• TASK INPUTS:
"""

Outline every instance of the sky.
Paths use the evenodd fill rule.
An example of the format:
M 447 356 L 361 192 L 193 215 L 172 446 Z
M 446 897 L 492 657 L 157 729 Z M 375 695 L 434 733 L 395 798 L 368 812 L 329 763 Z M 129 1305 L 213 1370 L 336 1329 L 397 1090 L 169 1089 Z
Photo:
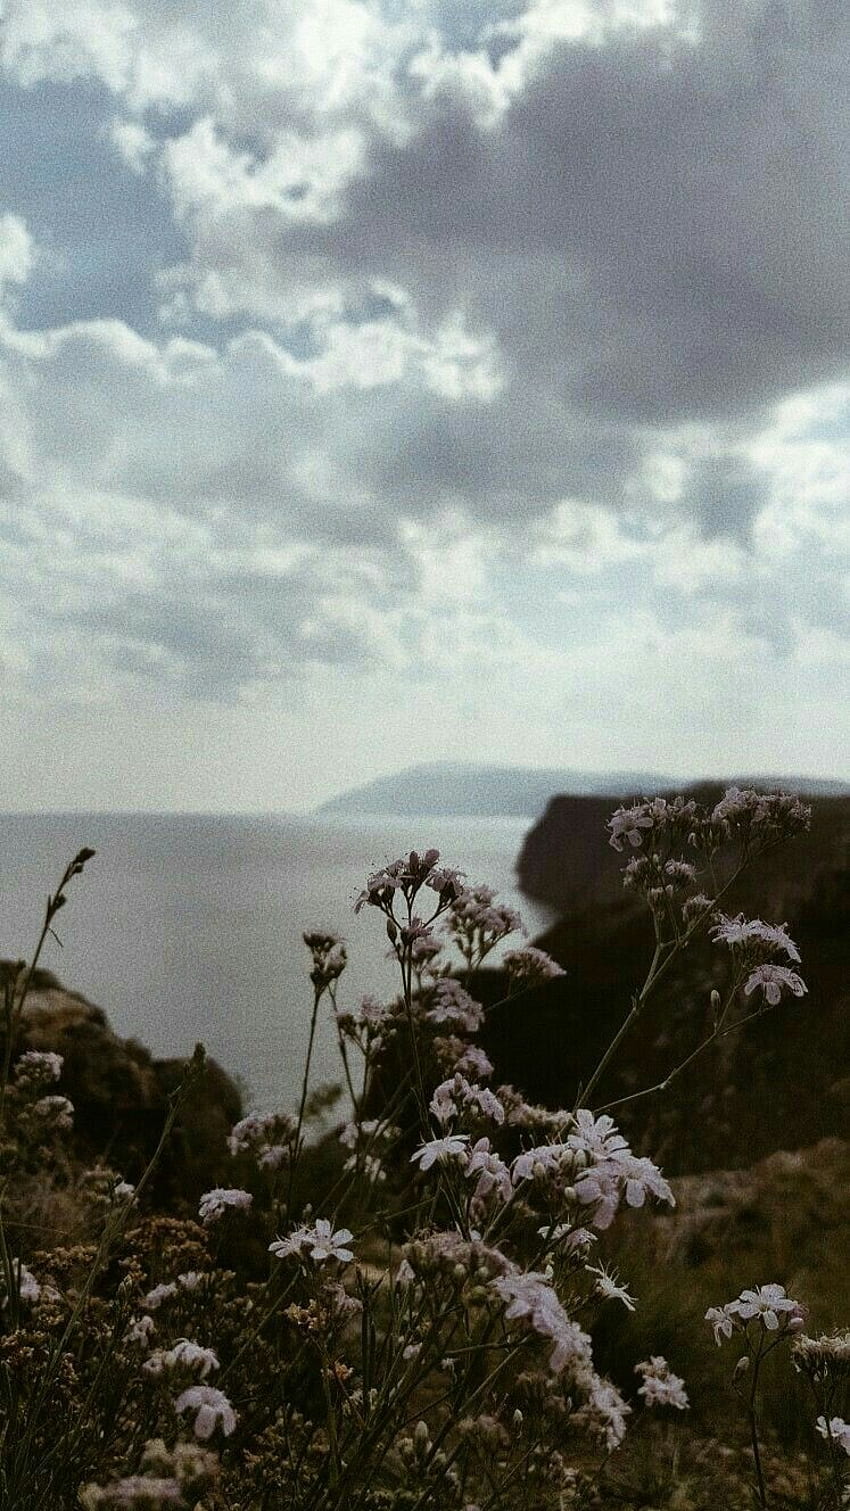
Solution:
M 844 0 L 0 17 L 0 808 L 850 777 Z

"""
"""

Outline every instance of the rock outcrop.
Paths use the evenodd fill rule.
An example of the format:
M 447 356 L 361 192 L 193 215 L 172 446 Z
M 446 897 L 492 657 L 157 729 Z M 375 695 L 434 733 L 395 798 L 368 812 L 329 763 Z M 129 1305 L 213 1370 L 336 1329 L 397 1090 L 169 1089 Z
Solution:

"""

From the records above, return each line where "every" occurs.

Outline every instance of the sky.
Outline every instance of the rock outcrop.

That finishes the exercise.